Because the pictures are not wanted, give back only the exact text of every entry below.

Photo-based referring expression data
============================================================

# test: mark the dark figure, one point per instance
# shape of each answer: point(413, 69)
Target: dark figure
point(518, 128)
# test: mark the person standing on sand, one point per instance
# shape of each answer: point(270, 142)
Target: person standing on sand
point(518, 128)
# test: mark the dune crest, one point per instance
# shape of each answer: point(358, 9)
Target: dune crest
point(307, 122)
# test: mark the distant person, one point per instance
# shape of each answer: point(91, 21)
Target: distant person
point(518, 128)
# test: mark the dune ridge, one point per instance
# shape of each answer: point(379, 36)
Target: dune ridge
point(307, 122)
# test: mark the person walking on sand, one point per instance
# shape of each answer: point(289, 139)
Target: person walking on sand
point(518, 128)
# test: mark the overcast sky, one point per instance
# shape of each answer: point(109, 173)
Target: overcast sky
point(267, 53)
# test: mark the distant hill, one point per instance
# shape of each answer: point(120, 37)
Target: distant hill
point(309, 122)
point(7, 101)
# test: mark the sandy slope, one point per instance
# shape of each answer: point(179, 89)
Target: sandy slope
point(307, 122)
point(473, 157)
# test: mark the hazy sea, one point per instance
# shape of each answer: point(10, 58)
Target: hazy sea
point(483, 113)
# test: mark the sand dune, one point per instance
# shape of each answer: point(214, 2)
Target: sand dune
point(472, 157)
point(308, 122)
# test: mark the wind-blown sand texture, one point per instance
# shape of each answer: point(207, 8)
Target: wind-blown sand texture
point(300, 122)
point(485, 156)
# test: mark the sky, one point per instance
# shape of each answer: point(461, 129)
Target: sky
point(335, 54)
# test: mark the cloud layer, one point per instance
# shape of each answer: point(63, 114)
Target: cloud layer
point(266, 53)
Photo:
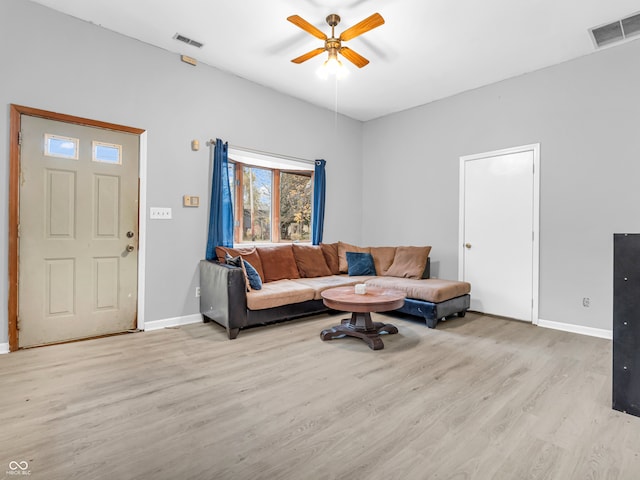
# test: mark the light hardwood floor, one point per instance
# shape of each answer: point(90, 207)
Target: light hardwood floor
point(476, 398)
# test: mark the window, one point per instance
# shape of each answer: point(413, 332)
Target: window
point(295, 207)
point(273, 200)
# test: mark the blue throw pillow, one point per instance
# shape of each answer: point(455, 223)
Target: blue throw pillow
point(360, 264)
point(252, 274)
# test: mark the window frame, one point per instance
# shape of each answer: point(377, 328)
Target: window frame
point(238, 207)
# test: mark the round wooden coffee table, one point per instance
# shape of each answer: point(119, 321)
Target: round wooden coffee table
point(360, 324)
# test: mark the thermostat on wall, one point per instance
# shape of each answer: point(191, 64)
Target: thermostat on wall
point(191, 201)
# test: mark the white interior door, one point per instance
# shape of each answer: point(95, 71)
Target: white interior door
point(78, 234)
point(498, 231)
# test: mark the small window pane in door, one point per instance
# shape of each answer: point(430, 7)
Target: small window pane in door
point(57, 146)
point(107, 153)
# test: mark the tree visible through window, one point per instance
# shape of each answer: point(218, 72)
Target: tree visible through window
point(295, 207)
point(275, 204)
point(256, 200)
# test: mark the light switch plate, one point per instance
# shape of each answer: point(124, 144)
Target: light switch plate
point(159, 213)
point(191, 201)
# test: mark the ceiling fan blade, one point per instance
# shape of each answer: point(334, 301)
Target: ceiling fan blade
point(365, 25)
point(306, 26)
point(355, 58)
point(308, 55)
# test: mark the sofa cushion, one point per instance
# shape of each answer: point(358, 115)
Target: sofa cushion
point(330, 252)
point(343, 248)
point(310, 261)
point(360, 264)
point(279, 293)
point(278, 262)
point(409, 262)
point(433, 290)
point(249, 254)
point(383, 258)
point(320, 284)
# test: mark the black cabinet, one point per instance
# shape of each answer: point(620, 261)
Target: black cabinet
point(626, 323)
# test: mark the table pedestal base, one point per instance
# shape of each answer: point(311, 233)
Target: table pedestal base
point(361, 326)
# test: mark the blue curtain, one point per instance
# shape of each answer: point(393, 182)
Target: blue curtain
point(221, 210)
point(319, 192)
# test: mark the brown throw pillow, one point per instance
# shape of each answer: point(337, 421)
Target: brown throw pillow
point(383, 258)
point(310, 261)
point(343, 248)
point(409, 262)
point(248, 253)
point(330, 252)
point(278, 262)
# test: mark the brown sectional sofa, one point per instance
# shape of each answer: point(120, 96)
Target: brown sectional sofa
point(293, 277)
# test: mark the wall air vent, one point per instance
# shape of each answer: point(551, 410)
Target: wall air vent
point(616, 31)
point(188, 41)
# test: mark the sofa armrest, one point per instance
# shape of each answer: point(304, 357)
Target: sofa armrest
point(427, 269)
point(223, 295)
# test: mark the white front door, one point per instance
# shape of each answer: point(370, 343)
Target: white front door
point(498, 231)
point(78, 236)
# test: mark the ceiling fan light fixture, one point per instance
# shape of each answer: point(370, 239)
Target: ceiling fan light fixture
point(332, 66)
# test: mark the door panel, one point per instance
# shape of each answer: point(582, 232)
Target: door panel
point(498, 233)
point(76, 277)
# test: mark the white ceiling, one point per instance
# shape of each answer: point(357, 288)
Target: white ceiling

============================================================

» **Solution to the problem**:
# test: mark the dark figure, one point per instance
# shape of each answer: point(413, 69)
Target: dark figure
point(518, 128)
# test: mark the person standing on sand, one point per instance
# shape of each answer: point(270, 142)
Target: person standing on sand
point(518, 128)
# test: mark the dune crest, one point per instance
# shape of each answer: point(358, 9)
Target: dune crest
point(307, 122)
# test: mark the distant person, one point per instance
# shape of each answer: point(91, 21)
Target: distant person
point(518, 128)
# test: mark the dune ridge, one point per instance
# shape of each answer: point(379, 36)
Target: dune ridge
point(307, 122)
# test: mark the person walking on sand, one point per instance
# shape of each answer: point(289, 139)
Target: person walking on sand
point(518, 128)
# test: mark the overcast sky, one point per instance
# shape of each answer: point(109, 173)
Target: overcast sky
point(267, 53)
# test: mark the distant hill, one point per instance
# shape of each answer: point(120, 37)
Target: distant hill
point(309, 122)
point(7, 101)
# test: mark the sandy slope, one point per instance
# shape of each answer: point(179, 89)
Target: sandy slope
point(307, 122)
point(473, 157)
# test: mark the hazy sea, one point per instance
# shape of each answer: point(10, 58)
Target: hazy sea
point(483, 113)
# test: mark the sand dune, one point per instance
# shape of each answer: point(214, 2)
Target: sand dune
point(472, 157)
point(308, 122)
# test: mark the wind-blown sand texture, one point per instance
# shape of each answer: point(207, 8)
Target: wind-blown sand texture
point(300, 122)
point(485, 156)
# test: mark the sky, one point per instance
# shape of each answer: point(461, 129)
Target: sky
point(335, 54)
# test: mark the cloud layer, one point per instance
# shape of each answer: point(63, 114)
Target: cloud layer
point(266, 53)
Photo:
# test: mark the light hardwood floor, one point per instance
# shape of each answer: point(90, 207)
Target: light hardwood floor
point(476, 398)
# test: mark the window, one point per instance
# shape of each answer: point(413, 332)
Target: window
point(295, 207)
point(273, 200)
# test: mark the blue throw pillow, one point per instance
# shape of each answer: point(455, 223)
Target: blue throw pillow
point(360, 264)
point(252, 274)
# test: mark the window frame, one point per instance
# shape of each answer: point(377, 328)
Target: window frame
point(238, 207)
# test: mark the round wooden coffee table, one point per instance
# shape of each answer: point(119, 321)
Target: round wooden coffee table
point(360, 324)
# test: mark the thermostat on wall, one point per instance
# shape of each answer: point(191, 64)
Target: thermostat on wall
point(191, 201)
# test: mark the white interior door, one point per instance
# shape of each answer: point(95, 71)
Target: white interior door
point(78, 234)
point(498, 231)
# test: mark the small window pane in door, one point per instance
# shape of each answer: point(430, 7)
Target: small window pane in door
point(57, 146)
point(107, 153)
# test: mark the tree visible through window, one point per instance
# shape of each answer: point(218, 72)
Target: tree visible through window
point(295, 207)
point(275, 204)
point(256, 200)
# test: mark the light switch plate, one point per instance
# shape of each answer: point(124, 144)
Target: light switch plate
point(159, 213)
point(191, 201)
# test: mark the ceiling fan blade, one point per instance
# shape of each answer: point(334, 301)
Target: ceiling fan blade
point(365, 25)
point(306, 26)
point(355, 58)
point(308, 55)
# test: mark the sofa cushion, one point per instance
# shape of each answer: point(358, 115)
Target: sofa cushion
point(330, 252)
point(343, 248)
point(310, 261)
point(360, 264)
point(279, 293)
point(278, 262)
point(409, 262)
point(433, 290)
point(249, 254)
point(383, 258)
point(320, 284)
# test: mark the black cabinet, one point per instance
# shape of each answer: point(620, 261)
Target: black cabinet
point(626, 323)
# test: mark the table pedestal base, one point per instance
# shape of each answer: point(311, 233)
Target: table pedestal base
point(361, 326)
# test: mark the blue curtain, one point per instance
# shape of each answer: point(393, 182)
Target: blue curtain
point(221, 210)
point(319, 192)
# test: mark the brown throw pillow, one point per instance
# shape of each answer: point(337, 421)
Target: brown throw pillow
point(383, 258)
point(310, 261)
point(343, 248)
point(409, 262)
point(248, 253)
point(330, 252)
point(278, 262)
# test: mark the brown sectional sofa, one point per instance
# shape of each answer: point(120, 96)
Target: brown sectional sofa
point(293, 277)
# test: mark the wall air vent, one point per instance
# shape of each answer: point(551, 410)
Target: wall air vent
point(616, 31)
point(188, 41)
# test: mark the sofa armrest, one point per instance
# shape of each answer: point(304, 357)
Target: sofa armrest
point(427, 269)
point(223, 295)
# test: mark the white front door, one point per instance
# shape of each answer: point(370, 343)
Target: white front door
point(498, 231)
point(78, 236)
# test: mark the ceiling fan light fixture, one point per instance
# shape of each answer: point(370, 239)
Target: ceiling fan light fixture
point(332, 66)
# test: mark the door panel, one point per instance
# shape of each answer: point(582, 232)
Target: door panel
point(498, 233)
point(76, 277)
# test: mark the white ceiling, one point per instance
# shape of each answer: point(357, 288)
Target: white ceiling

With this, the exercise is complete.